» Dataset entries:
********************
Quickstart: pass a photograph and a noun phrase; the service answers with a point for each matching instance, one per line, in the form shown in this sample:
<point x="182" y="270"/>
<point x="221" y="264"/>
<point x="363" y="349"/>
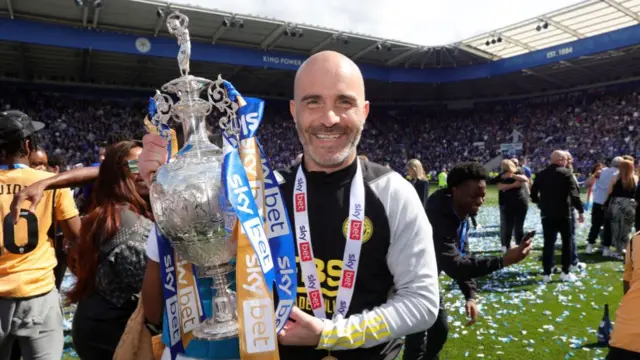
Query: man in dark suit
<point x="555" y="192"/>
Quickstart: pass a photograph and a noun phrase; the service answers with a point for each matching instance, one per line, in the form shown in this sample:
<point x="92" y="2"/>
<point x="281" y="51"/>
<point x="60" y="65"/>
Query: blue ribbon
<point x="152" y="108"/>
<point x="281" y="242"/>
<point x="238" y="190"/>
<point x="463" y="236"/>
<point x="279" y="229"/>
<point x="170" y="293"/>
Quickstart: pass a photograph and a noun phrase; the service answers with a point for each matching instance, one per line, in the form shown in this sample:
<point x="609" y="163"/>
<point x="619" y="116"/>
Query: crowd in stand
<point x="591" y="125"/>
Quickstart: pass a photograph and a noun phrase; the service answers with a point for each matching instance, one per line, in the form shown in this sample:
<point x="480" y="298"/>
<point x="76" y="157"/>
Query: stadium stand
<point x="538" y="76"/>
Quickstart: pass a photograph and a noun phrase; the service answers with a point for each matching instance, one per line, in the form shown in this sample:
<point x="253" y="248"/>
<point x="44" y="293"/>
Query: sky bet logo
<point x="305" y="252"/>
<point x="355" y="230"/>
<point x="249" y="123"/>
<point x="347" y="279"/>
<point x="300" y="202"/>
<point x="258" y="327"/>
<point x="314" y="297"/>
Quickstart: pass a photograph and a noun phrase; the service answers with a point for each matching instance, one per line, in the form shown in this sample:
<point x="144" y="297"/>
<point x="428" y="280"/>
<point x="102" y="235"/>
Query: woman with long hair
********************
» Work to be completed:
A verbatim transcript of the entries above is required, with the pictures left out.

» Exercise result:
Quickstart: pass a photograph and a noun phrase; the service answers with a point for each matching instance, one per line, in the form shown in this sample:
<point x="182" y="270"/>
<point x="221" y="264"/>
<point x="363" y="349"/>
Query: man in dark suit
<point x="555" y="192"/>
Quickstart: pass a photograph and a noun phrase; the service answers with a point for each matching instance, one per line, in the form shown in this sample:
<point x="92" y="2"/>
<point x="281" y="51"/>
<point x="60" y="65"/>
Query: blue ribbon
<point x="152" y="108"/>
<point x="281" y="242"/>
<point x="238" y="190"/>
<point x="463" y="236"/>
<point x="279" y="229"/>
<point x="170" y="293"/>
Quickstart: pass a photograph and a noun phrase; the service answers with a point for each matching instance, one per line, in the form shown in this sample:
<point x="609" y="163"/>
<point x="619" y="116"/>
Query: crowd in stand
<point x="591" y="125"/>
Quickstart: pass a photograph and a noun phrase; the service answers with a point for each matching instance, one per line, in the form shown in this sample:
<point x="480" y="298"/>
<point x="76" y="157"/>
Query: stadium stand
<point x="538" y="76"/>
Quickstart: pass a photograph and a noun phrase; the service answers with a point for each matching instance, one per line, in the form shown in this sample:
<point x="253" y="248"/>
<point x="44" y="293"/>
Query: sky bet logo
<point x="305" y="252"/>
<point x="355" y="230"/>
<point x="249" y="123"/>
<point x="347" y="279"/>
<point x="300" y="202"/>
<point x="258" y="327"/>
<point x="314" y="297"/>
Quickstart: pass a photograph and a noun phrase; the service answers with a point for each matching instance, one per line, in the form shown in this sample:
<point x="144" y="297"/>
<point x="428" y="280"/>
<point x="102" y="235"/>
Query: woman with long hair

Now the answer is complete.